Recorded data
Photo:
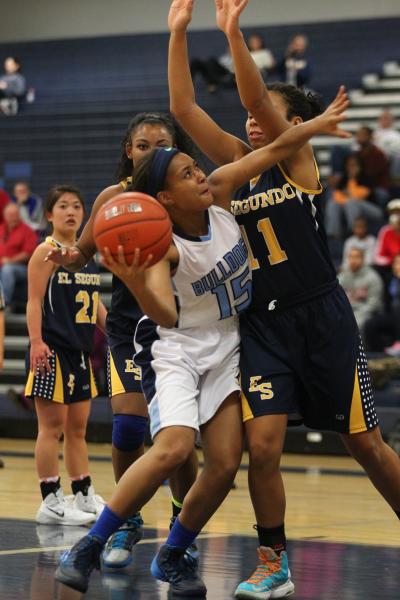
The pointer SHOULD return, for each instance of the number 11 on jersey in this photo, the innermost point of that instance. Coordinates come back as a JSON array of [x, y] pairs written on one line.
[[276, 254]]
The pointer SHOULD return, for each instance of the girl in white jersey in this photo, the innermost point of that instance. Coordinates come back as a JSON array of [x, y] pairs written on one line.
[[188, 348]]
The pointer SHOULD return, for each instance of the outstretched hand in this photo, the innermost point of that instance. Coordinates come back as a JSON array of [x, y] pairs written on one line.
[[63, 256], [180, 15], [228, 13], [134, 272], [330, 119]]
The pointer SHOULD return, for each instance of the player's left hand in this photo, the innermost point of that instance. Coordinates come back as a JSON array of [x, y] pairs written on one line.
[[228, 13], [329, 120], [180, 15], [129, 273]]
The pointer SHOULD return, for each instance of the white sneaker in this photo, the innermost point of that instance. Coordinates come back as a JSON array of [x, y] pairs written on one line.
[[55, 510], [92, 503]]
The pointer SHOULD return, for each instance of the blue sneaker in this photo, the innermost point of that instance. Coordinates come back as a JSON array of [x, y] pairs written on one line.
[[77, 564], [192, 553], [171, 565], [118, 551], [271, 579]]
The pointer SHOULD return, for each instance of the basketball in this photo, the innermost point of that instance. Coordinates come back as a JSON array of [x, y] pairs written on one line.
[[133, 220]]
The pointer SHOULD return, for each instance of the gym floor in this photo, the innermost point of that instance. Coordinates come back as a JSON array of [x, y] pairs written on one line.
[[343, 538]]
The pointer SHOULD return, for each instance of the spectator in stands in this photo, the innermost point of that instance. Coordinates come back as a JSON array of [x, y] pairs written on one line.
[[375, 165], [363, 286], [383, 330], [388, 245], [30, 206], [17, 243], [216, 72], [295, 67], [261, 55], [351, 200], [4, 200], [2, 333], [12, 86], [360, 239], [387, 138]]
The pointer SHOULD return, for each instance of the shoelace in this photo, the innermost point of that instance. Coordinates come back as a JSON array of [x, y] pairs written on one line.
[[86, 554], [122, 539], [264, 569]]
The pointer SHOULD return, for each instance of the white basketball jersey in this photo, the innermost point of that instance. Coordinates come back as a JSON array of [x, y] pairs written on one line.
[[213, 278]]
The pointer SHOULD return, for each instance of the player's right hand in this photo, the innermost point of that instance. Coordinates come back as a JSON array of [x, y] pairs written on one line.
[[39, 357], [63, 256], [228, 13], [135, 272], [180, 15]]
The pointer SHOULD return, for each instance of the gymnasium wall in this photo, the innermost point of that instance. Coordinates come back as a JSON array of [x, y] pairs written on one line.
[[57, 19]]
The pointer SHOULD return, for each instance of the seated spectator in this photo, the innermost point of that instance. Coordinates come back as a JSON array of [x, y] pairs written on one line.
[[388, 244], [387, 138], [362, 240], [216, 72], [263, 57], [30, 206], [383, 330], [12, 86], [375, 165], [295, 68], [350, 201], [4, 200], [363, 286], [17, 243]]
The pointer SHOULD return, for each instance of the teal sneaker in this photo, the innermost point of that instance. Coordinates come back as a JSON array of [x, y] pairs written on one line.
[[271, 579], [118, 551]]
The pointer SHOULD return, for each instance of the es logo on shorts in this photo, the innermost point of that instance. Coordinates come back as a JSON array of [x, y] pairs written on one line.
[[71, 383], [264, 389], [130, 367]]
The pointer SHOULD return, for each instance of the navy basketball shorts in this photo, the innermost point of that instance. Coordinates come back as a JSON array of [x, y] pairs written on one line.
[[123, 376], [307, 360], [71, 378]]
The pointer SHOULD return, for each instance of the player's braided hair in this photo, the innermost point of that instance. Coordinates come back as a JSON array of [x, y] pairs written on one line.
[[300, 103], [141, 174], [179, 137]]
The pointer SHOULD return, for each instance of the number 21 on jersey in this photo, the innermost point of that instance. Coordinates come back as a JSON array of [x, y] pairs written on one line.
[[276, 254], [83, 316]]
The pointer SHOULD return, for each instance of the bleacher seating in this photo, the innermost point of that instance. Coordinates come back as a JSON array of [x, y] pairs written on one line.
[[88, 89]]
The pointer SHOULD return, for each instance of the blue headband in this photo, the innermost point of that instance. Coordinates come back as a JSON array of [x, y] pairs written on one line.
[[158, 170]]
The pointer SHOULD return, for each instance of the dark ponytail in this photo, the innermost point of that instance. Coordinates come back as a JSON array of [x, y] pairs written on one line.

- Goal of the exercise
Rewrite the rows from the line with "The pointer SHOULD return, for each instance of the gym floor" to the line with "[[343, 538]]", putting "hardwood court" where "gym floor" stands and changing nothing else. Give only those lines.

- Answer in full
The pointer SHOULD return, for each instance of the hardwood court in this photo, the innermost point of that instance. Coordinates come back as a JSON array of [x, y] pairs written on one line.
[[343, 538]]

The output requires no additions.